## YOUR INSTRUCTIONS:
Output the items verbatim, starting at the first line and ending at the line that contains "[(411, 54)]", with both ends included.

Excerpts from a pointing dataset:
--- Begin ---

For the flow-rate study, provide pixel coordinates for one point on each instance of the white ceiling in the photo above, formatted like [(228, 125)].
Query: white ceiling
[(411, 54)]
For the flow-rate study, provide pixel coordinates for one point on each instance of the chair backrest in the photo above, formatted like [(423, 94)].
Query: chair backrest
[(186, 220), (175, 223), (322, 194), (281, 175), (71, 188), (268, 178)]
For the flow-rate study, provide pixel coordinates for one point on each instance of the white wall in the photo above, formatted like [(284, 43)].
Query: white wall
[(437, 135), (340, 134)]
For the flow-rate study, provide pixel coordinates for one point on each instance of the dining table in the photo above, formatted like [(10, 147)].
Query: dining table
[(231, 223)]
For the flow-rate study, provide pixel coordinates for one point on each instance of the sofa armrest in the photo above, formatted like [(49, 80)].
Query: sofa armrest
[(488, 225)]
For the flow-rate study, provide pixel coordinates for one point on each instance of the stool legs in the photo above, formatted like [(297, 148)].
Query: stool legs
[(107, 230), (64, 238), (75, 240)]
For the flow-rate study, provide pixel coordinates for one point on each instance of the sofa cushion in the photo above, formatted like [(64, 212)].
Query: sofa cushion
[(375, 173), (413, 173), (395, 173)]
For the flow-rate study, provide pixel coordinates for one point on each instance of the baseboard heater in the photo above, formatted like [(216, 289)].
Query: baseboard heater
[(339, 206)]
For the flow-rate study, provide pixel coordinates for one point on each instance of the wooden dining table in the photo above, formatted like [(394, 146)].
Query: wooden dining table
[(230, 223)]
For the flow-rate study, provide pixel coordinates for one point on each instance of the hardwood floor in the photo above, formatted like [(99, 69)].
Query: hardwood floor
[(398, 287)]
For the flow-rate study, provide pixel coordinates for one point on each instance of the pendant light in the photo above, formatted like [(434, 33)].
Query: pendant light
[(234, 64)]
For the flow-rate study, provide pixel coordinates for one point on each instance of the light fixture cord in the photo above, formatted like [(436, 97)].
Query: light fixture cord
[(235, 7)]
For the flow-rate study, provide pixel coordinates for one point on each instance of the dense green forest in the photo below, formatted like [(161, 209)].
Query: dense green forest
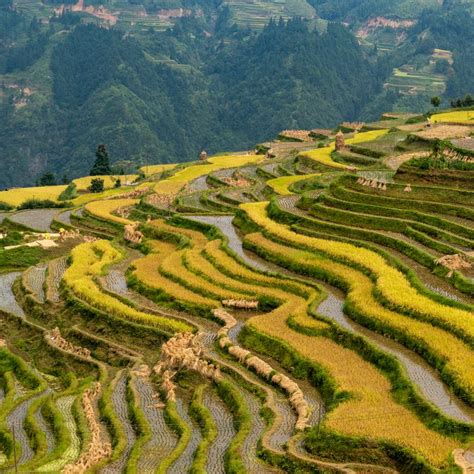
[(69, 84)]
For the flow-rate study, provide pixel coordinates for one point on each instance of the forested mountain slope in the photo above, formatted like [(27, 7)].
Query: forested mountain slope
[(159, 81)]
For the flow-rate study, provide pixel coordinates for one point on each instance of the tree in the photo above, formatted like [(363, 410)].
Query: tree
[(435, 101), (101, 164), (48, 179), (97, 185)]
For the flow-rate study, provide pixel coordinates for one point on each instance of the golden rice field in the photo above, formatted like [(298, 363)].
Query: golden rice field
[(391, 283), (17, 196), (149, 170), (458, 116), (459, 357), (178, 181), (90, 261), (83, 183), (106, 209), (371, 389), (323, 155), (236, 333), (282, 185)]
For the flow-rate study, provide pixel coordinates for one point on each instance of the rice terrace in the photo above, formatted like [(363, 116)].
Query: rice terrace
[(305, 306)]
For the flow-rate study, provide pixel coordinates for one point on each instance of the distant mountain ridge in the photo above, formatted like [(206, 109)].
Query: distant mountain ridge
[(161, 87)]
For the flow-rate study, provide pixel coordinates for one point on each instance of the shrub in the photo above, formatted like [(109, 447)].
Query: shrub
[(96, 186)]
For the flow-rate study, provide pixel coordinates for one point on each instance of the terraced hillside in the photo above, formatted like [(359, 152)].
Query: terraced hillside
[(305, 307)]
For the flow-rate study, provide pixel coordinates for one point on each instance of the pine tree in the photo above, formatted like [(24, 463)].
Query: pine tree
[(101, 164)]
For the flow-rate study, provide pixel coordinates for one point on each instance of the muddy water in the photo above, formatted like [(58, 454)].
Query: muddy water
[(64, 217), (184, 462), (163, 440), (119, 402), (15, 421), (419, 372), (38, 219), (225, 432), (431, 281), (8, 302), (199, 184)]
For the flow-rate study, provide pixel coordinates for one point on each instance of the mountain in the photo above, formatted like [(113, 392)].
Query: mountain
[(159, 81)]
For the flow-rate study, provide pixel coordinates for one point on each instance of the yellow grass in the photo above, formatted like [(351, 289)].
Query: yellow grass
[(178, 181), (83, 183), (105, 209), (371, 412), (459, 116), (214, 251), (459, 357), (147, 271), (390, 282), (17, 196), (89, 260), (282, 185), (323, 155), (367, 136), (88, 197), (148, 170)]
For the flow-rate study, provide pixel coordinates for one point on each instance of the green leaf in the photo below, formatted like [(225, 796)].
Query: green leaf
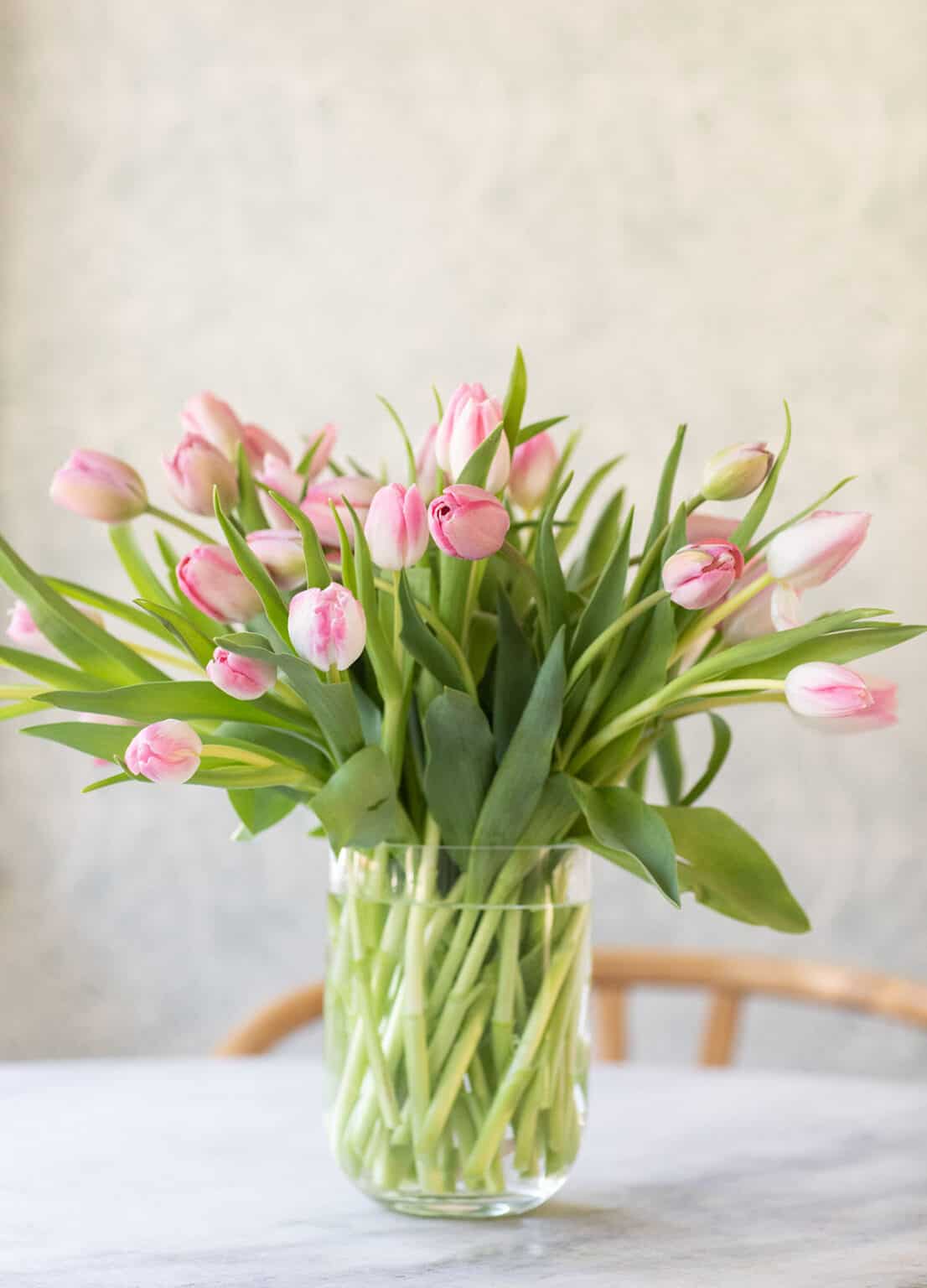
[(538, 427), (256, 574), (422, 646), (199, 647), (460, 764), (249, 509), (743, 533), (608, 598), (358, 804), (729, 871), (519, 781), (49, 672), (515, 399), (70, 630), (624, 824), (721, 740), (514, 678)]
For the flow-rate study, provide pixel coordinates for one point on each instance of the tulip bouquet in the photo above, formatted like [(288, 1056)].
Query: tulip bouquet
[(464, 680)]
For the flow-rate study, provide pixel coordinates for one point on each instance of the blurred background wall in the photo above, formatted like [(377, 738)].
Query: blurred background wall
[(681, 211)]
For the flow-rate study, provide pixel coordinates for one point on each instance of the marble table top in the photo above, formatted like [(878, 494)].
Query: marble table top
[(215, 1172)]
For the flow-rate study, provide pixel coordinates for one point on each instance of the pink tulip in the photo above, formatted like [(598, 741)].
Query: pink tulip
[(241, 677), (737, 471), (324, 439), (532, 471), (396, 527), (810, 553), (281, 553), (469, 418), (826, 691), (468, 522), (214, 420), (213, 581), (100, 487), (317, 505), (327, 627), (259, 444), (701, 574), (165, 752), (194, 469), (427, 466)]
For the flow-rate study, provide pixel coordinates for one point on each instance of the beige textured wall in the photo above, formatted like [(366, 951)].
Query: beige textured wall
[(679, 210)]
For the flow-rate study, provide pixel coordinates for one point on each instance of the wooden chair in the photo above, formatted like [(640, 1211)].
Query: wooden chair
[(729, 979)]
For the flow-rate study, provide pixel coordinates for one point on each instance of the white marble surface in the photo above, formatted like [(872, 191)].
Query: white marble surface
[(187, 1174)]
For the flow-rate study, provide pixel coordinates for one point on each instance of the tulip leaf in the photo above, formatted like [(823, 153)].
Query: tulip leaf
[(721, 740), (514, 677), (425, 647), (70, 630), (729, 871), (199, 647), (519, 781), (743, 533), (460, 764), (358, 804), (256, 574), (514, 402), (624, 824)]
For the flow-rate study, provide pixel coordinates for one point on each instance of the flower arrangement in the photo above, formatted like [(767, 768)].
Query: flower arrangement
[(461, 666)]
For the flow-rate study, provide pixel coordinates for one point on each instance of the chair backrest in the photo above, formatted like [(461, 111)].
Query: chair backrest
[(729, 979)]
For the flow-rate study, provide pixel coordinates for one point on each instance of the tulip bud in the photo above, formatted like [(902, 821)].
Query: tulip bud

--- End ---

## RESPONSE BELOW:
For the flow-rate study, provide pixel coordinates for one point on each instance of the white ceiling in the photo above, formatted like [(228, 125)].
Query: white ceiling
[(411, 54)]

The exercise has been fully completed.